SARL CASTING AUTOMOBILES c/ SARL EXPERTS ENTREPRENDRE AUDIT & AXA RG J2025000039 - jugement du 29 janvier 2025 9ème chambre
Mots-clés :
CONTRATS ET OBLIGATIONS / Obligation de moyens ou de résultat
IRRECEVABILITE / Prescription et forclusion
Sommaire :
Prescription et forclusion d’une action contre un expert-comptable à la suite d’un contentieux fiscal – Obligation de moyens de l’expert-comptable sauf faute grave de ce dernier – Préjudice indemnisable pour un redressement fiscal partiellement évitable en l’absence de la faute de l’expert-comptable.
CASTING AUTOMOBILES, ci-après CA, est spécialisée dans l’achat-location-revente de véhicules d’occasion ou de collection acquis auprès de particuliers ou de professionnels. La SARL EXPERTS ENTREPRENDRE AUDIT, ci-après Audit, assure depuis 2002 une mission globale de tenue de la comptabilité et de déclarations fiscales.
A l’issue d’une vérification fiscale pour les exercices 2013 à 2015, CA a reçu une notification de redressement pour deux raisons : d’une part pour non-respect de la méthode dite « globale » pour le calcul de la TVA sur marge, entraînant l’exclusion du bénéfice de ladite méthode, et d’autre part pour absence de déclaration de la taxe sur les objets de collection au titre des achats-reventes des véhicules, ce qui s’est traduit non seulement par l’obligation de payer cette taxe mais de surcroît des pénalités.

**INFORMATIONS EXTRAITES**
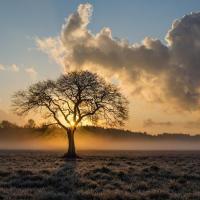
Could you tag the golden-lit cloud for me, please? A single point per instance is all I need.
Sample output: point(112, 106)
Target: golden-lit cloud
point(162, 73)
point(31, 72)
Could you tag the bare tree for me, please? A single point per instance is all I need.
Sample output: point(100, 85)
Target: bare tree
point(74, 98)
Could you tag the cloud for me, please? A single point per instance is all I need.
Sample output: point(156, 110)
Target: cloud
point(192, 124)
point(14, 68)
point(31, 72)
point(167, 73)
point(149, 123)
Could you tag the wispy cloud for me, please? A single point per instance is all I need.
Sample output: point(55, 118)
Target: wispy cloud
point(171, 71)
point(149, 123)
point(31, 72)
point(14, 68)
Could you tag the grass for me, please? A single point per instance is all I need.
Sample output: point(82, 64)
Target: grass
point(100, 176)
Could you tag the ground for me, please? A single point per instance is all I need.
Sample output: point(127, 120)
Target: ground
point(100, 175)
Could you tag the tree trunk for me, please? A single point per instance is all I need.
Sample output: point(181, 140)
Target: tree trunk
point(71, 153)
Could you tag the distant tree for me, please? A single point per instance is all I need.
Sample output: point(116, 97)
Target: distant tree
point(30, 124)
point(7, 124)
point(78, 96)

* * *

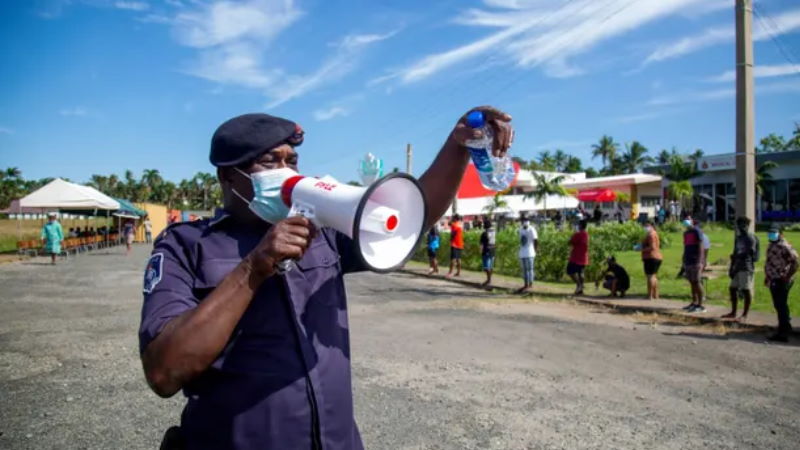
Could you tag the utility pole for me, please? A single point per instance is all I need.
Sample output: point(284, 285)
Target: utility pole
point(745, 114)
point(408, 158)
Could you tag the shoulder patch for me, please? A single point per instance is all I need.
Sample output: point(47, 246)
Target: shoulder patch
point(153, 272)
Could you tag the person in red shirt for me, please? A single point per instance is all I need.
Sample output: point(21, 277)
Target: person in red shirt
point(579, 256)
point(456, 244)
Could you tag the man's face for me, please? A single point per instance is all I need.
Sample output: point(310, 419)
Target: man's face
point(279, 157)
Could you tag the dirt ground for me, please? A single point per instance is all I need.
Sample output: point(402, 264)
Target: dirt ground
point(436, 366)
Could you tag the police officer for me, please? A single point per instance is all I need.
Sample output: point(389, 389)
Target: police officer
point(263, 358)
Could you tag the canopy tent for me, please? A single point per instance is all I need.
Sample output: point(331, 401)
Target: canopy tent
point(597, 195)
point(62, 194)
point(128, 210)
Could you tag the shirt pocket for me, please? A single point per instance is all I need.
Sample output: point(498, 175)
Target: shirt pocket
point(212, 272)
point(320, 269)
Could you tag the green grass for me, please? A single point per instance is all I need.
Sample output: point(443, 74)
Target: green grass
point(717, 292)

**CONSIGNES**
A) D'après l'extrait du jugement, sur quels exercices a porté la vérification fiscale subie par CASTING AUTOMOBILES ?
B) Rédigez la suite de l'extrait du jugement en reprenant juste après sa dernière phrase.

**RÉPONSES CI-DESSOUS**
A) Sur les exercices 2013 à 2015.

B)
La contestation des redressements a été rejetée par l’administration fiscale en 2018 puis successivement par le tribunal administratif en 2020 et la cour administrative d’appel en 2022.
CA avait saisi ce tribunal le 9 octobre 2020 afin de voir condamner Audit à l’indemniser du montant des redressements au titre de la TVA et du montant de la taxe sur les objets de collection.
Audit soutient que CA est forclose et qu’en tout cas son action est prescrite. En outre, Audit fait valoir qu’elle n’a pas commis de faute et, subsidiairement, que le seul préjudice indemnisable est la perte de chance de ne pas avoir à subir de pénalités puisqu’en toute hypothèse la taxe sur les véhicules de collection était due.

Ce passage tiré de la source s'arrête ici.